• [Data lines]
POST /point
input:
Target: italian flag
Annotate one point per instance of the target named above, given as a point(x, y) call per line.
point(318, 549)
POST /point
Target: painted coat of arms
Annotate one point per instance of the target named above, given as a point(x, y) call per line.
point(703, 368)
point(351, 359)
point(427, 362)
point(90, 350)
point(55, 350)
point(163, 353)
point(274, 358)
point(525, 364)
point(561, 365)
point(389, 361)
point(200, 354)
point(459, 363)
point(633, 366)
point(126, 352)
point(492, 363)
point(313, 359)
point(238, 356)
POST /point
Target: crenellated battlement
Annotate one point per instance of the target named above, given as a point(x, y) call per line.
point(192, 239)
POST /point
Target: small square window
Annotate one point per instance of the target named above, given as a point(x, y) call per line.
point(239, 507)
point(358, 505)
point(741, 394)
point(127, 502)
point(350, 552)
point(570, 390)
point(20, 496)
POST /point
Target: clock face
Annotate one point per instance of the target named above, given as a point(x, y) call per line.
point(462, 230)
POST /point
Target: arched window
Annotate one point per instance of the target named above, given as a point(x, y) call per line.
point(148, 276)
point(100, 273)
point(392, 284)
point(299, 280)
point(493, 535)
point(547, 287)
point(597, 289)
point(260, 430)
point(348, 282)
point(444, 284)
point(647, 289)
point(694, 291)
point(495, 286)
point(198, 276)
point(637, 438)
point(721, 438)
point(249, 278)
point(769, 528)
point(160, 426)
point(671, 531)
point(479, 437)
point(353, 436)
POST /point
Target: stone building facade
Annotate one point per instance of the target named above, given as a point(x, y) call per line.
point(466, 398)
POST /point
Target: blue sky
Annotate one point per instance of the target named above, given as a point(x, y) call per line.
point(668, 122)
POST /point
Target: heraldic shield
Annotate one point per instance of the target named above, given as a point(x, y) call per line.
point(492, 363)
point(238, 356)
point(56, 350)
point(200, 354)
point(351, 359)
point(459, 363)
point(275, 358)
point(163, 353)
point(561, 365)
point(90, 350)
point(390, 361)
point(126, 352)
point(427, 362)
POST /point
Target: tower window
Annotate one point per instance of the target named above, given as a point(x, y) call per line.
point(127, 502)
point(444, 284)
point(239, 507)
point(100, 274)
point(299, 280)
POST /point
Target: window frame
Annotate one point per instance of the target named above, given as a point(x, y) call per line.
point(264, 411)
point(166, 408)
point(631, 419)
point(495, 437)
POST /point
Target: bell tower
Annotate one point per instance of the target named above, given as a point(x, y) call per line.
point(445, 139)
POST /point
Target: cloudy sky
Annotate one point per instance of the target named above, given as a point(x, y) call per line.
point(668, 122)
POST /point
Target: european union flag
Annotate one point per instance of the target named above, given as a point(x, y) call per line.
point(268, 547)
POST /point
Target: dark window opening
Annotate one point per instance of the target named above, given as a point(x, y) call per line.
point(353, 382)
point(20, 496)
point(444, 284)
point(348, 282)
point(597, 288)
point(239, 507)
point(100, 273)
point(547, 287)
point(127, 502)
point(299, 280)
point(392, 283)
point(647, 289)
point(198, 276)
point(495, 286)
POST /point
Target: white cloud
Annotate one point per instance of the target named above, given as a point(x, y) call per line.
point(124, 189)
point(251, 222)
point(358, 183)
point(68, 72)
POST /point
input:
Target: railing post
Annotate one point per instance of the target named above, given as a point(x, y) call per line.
==
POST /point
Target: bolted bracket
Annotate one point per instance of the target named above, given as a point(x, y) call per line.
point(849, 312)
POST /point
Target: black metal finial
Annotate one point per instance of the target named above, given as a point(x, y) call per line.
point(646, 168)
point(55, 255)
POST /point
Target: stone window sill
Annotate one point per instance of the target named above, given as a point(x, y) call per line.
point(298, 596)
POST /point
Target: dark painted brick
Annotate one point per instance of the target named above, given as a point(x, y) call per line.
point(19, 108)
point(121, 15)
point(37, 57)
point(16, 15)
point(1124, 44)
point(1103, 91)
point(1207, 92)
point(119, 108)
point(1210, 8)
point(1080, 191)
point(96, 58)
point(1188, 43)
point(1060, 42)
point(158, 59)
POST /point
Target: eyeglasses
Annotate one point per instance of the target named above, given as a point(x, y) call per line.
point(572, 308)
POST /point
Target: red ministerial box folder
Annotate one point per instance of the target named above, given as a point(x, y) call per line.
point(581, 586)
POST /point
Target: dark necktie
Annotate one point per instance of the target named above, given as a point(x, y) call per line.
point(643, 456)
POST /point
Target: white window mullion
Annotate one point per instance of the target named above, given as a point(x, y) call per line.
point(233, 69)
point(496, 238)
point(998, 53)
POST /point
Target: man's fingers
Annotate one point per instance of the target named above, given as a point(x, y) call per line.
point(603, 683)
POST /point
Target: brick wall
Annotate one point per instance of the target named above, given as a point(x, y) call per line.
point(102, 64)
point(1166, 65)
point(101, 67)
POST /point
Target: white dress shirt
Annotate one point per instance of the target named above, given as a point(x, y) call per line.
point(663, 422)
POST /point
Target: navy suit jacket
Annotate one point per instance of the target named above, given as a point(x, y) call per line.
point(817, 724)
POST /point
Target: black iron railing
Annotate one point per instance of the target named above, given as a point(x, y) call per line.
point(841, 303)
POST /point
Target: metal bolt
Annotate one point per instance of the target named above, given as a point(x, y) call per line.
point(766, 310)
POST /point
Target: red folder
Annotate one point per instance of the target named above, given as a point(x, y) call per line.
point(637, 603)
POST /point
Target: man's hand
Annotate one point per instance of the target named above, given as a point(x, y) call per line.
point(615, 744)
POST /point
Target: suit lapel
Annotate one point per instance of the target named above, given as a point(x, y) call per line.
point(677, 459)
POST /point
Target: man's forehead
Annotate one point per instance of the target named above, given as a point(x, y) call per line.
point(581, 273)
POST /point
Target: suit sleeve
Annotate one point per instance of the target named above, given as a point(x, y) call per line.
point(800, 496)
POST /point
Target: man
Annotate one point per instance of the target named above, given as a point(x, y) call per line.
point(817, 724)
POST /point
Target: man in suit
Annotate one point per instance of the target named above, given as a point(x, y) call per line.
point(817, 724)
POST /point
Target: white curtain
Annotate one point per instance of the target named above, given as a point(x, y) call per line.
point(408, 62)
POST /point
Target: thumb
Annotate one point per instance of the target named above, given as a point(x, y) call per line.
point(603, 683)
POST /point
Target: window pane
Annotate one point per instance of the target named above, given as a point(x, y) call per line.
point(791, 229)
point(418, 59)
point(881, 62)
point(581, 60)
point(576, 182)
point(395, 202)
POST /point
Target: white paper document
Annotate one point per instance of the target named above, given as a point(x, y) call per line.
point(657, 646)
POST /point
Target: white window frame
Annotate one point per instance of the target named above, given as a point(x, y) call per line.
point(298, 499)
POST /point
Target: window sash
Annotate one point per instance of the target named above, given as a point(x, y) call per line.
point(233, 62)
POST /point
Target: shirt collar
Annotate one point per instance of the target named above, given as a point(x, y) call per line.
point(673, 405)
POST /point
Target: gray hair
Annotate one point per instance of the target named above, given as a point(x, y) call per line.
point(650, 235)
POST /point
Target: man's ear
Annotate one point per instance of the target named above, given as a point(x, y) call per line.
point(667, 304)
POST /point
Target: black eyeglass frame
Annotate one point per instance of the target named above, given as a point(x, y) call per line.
...
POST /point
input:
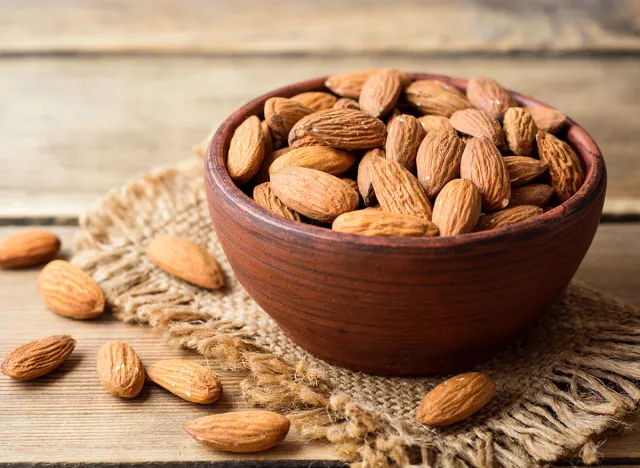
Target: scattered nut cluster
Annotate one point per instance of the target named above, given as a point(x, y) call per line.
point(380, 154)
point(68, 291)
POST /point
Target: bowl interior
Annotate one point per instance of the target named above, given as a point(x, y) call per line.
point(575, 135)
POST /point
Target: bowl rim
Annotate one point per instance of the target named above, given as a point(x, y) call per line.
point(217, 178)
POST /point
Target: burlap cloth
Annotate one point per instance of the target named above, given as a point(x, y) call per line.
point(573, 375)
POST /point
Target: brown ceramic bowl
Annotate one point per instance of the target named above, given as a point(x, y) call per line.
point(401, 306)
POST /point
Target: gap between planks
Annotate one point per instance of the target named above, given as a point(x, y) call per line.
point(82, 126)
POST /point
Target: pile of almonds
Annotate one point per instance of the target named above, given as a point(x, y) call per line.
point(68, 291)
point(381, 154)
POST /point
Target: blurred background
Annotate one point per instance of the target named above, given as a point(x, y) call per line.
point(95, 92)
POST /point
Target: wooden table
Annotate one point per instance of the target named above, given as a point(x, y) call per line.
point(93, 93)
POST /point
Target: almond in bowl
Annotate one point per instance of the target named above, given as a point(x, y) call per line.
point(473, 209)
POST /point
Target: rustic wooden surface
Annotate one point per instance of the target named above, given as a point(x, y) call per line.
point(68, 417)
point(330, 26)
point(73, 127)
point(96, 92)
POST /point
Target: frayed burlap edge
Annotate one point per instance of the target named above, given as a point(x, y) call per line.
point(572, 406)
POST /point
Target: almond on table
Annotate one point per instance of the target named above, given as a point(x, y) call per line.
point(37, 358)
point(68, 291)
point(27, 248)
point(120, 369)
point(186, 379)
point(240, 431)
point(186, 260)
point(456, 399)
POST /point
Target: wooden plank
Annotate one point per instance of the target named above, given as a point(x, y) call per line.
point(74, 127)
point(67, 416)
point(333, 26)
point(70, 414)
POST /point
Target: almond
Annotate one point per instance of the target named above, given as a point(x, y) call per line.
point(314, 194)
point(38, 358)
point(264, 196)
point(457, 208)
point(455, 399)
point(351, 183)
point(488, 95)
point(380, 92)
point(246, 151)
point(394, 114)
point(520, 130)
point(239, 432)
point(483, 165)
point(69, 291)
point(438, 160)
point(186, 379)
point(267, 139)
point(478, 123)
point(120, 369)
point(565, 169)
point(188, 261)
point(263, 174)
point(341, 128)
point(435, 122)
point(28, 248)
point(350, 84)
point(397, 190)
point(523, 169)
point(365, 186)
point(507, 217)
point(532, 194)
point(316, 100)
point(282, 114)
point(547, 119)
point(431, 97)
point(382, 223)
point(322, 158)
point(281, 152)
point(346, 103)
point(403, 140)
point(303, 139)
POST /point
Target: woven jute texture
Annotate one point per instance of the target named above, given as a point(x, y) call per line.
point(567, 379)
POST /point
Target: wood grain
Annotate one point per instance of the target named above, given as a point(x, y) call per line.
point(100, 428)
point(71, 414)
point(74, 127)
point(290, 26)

• [REQUIRED TASK]
Pick out each line in the records that contains the string "window", and copy those lines. Case matters.

• [SOLVED PROBLEM]
Target: small square window
Target: arched window
Target: tower window
Target: window frame
Target: dark window opening
Target: stone window sill
Target: white window mullion
Target: window pane
Target: white window frame
Target: window sash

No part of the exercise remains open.